** TEXT EXTRACT **
= = = = =

The Lovett Tower (formerly known as the MLC Building) is a 93-metre-tall building (305 ft) located in the Woden Town Centre, a commercial district in Canberra.

History
Its construction was completed in 1973 by Civil & Civic, and it became the tallest building in Canberra. This title was replaced by the "High Society" development in Belconnen which was completed in 2020.

Shortly after its opening, in 1974, there was an incident where a gunman of indigenous background held four public servants part of the Department of Aboriginal Affairs at gunpoint, as a result armed guards were posted in the lobby for the next few months.

It became apparent during construction that the tower formed a kind of wind tunnel with the plaza below, and in 1975 the NCDC proposed building a clock tower to combat the problem while simultaneously telling the time. This project never progressed passed wind tunnel tests.

In 1984 the tower operators were fined $852 for breaches of the 1962 Companies Ordinance. Later that year it was found that the tower had major flaws in its fire evacuation procedure after a false alarm. At the time the building had no fire suppression systems, no visible or audible alarms, or any way of detecting or alerting fires. These safety features were added to the building shortly after, however it was also discovered that ACT Fire and Rescue was unable to properly respond to high rise fires, owning no extendable ladders.

In 1994 the building was bought by E.C. Managed Investments Group and then sold on to BZW Investment Management Group for A$47.5 million. In 2006 Lovett Tower was then purchased by Cromwell Property Group for A$73 million.
In 2020 the building was bought from Cromwell Property Group by Brite Developments Pty Limited. In 2022, Lovett Tower was purchased by Hunter Investment Corporation; also owner of the Hunter Economic Zone - Australia’s largest Industrial Estate and Business Park at 3,200 hectares, and one of the largest business estates in the Asia Pacific region.

= = = = =

** INFORMATION GIVEN **
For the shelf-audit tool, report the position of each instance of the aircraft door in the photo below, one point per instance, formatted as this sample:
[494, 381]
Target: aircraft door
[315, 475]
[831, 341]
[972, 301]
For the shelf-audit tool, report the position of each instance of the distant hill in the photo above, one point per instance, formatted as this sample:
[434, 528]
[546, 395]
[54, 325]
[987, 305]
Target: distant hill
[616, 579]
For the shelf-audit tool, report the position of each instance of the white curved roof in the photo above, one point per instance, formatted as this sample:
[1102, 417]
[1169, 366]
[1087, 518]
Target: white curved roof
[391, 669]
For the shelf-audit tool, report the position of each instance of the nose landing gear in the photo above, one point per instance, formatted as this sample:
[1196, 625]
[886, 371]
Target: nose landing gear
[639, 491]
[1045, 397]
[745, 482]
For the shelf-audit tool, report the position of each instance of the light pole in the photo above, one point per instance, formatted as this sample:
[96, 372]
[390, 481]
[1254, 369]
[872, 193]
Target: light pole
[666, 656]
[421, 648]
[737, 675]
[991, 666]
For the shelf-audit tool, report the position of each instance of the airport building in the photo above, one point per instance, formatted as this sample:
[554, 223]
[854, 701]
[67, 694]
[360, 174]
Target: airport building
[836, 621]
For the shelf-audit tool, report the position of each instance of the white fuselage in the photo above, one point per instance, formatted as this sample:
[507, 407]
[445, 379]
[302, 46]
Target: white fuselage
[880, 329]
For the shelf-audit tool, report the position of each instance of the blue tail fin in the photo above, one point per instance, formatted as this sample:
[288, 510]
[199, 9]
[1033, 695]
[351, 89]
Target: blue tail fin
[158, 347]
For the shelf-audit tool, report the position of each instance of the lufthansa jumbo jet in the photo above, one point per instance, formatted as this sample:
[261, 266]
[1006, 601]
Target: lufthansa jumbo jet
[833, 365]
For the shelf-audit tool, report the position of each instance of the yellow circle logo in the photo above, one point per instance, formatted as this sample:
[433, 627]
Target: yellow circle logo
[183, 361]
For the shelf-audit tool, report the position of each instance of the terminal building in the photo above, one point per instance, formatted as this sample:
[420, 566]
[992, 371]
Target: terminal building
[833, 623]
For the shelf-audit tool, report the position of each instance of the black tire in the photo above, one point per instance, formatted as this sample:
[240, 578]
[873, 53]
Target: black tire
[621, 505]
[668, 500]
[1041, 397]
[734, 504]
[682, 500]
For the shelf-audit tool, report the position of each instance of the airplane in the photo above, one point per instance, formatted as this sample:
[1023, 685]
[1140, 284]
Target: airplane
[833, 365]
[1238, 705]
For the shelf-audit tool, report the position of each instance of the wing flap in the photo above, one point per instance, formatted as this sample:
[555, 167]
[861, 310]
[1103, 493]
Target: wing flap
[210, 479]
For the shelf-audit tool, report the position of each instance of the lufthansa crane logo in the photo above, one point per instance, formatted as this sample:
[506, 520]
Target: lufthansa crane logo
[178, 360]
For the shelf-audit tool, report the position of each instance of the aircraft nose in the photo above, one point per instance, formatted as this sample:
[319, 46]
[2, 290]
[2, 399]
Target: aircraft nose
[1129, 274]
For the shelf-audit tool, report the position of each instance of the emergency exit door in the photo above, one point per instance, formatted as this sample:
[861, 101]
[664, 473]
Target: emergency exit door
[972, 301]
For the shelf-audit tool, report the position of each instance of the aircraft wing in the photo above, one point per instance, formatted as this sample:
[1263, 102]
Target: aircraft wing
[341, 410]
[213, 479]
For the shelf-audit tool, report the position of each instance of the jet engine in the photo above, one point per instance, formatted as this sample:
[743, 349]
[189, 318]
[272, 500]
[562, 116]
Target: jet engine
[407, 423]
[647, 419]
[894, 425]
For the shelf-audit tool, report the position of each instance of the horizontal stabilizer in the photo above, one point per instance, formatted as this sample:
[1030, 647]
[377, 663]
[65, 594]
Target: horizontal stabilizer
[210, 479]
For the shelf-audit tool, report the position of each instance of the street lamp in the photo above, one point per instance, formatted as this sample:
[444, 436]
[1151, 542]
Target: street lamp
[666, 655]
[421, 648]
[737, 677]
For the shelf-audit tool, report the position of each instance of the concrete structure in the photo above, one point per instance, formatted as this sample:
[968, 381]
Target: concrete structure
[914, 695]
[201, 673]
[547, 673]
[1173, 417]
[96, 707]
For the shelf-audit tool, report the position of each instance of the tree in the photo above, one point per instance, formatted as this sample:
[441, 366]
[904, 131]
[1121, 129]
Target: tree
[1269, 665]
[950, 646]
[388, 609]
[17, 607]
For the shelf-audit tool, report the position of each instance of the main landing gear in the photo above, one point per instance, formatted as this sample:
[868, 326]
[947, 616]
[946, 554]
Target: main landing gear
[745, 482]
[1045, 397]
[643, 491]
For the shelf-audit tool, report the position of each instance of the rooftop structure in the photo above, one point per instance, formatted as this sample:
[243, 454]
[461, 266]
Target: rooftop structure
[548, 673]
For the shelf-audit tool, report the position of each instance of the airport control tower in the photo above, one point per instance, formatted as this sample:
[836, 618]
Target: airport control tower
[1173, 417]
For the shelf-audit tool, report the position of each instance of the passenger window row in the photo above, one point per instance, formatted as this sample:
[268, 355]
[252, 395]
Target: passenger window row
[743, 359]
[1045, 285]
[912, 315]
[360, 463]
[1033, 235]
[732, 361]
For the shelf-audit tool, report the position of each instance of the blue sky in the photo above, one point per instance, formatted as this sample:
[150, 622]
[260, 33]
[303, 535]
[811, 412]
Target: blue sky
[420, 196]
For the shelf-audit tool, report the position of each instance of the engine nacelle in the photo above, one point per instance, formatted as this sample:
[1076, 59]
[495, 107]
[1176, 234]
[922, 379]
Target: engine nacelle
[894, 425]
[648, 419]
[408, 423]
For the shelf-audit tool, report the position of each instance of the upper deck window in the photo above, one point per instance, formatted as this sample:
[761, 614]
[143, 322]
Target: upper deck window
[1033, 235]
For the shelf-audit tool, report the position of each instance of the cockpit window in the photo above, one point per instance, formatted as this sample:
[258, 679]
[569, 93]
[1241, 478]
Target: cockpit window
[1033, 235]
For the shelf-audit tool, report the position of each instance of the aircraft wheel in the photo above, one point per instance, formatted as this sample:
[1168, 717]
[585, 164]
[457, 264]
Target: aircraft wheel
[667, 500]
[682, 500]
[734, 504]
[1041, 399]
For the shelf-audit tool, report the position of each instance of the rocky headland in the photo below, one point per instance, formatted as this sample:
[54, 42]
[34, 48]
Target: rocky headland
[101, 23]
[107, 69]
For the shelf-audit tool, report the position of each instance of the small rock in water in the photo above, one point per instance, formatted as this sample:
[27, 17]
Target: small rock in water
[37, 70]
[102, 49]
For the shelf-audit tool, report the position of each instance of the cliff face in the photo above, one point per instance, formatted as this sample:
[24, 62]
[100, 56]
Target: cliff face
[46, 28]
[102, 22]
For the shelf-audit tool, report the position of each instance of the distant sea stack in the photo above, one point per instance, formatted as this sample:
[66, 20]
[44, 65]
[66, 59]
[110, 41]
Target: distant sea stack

= = = = =

** PROBLEMS TO SOLVE **
(A) Rewrite the Lovett Tower text between "In 1984 the" and "no extendable ladders.", inclusive, substituting "fire drill" for "false alarm".
(B) Extend the Lovett Tower text past its final sentence.
The data above comes from a source unrelated to the Lovett Tower text.

** RESPONSES FOR EACH TASK **
(A)
In 1984 the tower operators were fined $852 for breaches of the 1962 Companies Ordinance. Later that year it was found that the tower had major flaws in its fire evacuation procedure after a fire drill. At the time the building had no fire suppression systems, no visible or audible alarms, or any way of detecting or alerting fires. These safety features were added to the building shortly after, however it was also discovered that ACT Fire and Rescue was unable to properly respond to high rise fires, owning no extendable ladders.

(B)
The Lovett Tower is a landmark commercial office, refurbished in 1999 and in 2007, and can be seen towering over the city far away from Canberra. It was formerly known as the MLC Tower but was renamed in 2000 by the Aboriginal and Torres Strait Islander Commission to honour the Lovett family.

Features
The Lovett Tower is the 3rd tallest structure in Canberra (behind Black Mountain Tower and the flagpole of Parliament House) but is the tallest building because it has the most storeys - 26 storeys high including a basement level (though it is merely the 258th tallest building in Australia), and it also has the height of 93 metres (305 ft).

The Tower is currently occupied by the Department of Veterans' Affairs, the Department of the Environment and the Department of the Prime Minister and Cabinet. However, the tower faces problems, as the building faces vacancy by 2016, as well as the departments occupying the building are cutting jobs in the hundreds. As such there is no public access to the building. On the ground floor however, are shopfronts, housing a credit union (on the eastern side) and a coffee shop (on the western side). there is restricted access to the 13th floor, including no 13th floor button in most of the lifts, as the floor houses the building plant. The tower has been considered to be reinvented as an aged-care facility after the departments currently occupying the tower move elsewhere.

Accommodation of the building consists of a single level basement, ground floor foyer, two ground floor tenancies, while the rest of the building mainly consists of office space. A mezzanine level is also found in the building. Upper levels of the building feature a central service core which accommodates female and male amenities, tea rooms, and multiple lifts and lift lobbies. The Woden Town Centre is notorious for the wind tunnel caused by the Lovett Tower.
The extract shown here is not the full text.